**TASK TO CARRY OUT:**
Reproduce verbatim everything in the listing below from the line containing "tag=white plastic cap" down to the final line of the listing, with both of those lines included.

**DATA ROWS:**
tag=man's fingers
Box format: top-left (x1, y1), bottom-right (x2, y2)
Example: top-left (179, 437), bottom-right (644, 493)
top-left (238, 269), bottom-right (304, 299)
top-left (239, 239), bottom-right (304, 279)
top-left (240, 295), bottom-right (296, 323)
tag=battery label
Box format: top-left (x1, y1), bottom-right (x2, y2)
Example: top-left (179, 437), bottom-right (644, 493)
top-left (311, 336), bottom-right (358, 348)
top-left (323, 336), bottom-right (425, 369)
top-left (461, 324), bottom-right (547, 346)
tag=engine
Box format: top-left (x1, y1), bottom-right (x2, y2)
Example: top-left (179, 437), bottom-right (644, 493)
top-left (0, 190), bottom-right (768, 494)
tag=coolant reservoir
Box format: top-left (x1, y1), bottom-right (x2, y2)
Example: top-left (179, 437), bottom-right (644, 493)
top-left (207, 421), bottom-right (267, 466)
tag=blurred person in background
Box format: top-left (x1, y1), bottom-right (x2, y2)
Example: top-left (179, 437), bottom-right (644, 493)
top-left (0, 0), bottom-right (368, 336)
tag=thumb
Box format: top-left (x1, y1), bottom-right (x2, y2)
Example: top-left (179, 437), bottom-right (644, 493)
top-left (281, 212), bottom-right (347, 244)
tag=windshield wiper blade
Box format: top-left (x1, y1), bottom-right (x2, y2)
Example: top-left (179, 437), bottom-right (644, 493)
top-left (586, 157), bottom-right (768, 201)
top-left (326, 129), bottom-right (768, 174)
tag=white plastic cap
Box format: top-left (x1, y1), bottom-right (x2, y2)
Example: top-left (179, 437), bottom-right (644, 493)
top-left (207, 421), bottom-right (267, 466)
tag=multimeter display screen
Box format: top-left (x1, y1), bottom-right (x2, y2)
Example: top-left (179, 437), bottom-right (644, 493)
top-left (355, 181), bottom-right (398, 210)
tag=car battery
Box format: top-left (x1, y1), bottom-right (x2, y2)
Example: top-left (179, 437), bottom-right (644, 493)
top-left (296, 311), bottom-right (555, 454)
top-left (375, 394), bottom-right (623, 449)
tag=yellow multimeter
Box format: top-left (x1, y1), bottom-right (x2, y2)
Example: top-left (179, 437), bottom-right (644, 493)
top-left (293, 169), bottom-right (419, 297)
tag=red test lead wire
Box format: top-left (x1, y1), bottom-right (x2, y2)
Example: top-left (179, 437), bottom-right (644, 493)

**OUTPUT BELOW:**
tag=white plastic cap
Box format: top-left (x1, y1), bottom-right (x2, y2)
Example: top-left (179, 437), bottom-right (644, 493)
top-left (207, 421), bottom-right (267, 466)
tag=multimeter display screen
Box format: top-left (x1, y1), bottom-right (x2, y2)
Example: top-left (179, 437), bottom-right (644, 493)
top-left (355, 181), bottom-right (398, 210)
tag=car battery
Box format: top-left (x1, y1), bottom-right (x2, y2)
Example: top-left (179, 437), bottom-right (644, 493)
top-left (296, 311), bottom-right (555, 454)
top-left (375, 394), bottom-right (623, 449)
tag=yellow multimeter
Box format: top-left (x1, y1), bottom-right (x2, y2)
Example: top-left (179, 437), bottom-right (644, 493)
top-left (293, 169), bottom-right (419, 297)
tag=red test lead wire
Box format: top-left (x1, y1), bottom-right (x2, y2)
Example: top-left (179, 437), bottom-right (644, 493)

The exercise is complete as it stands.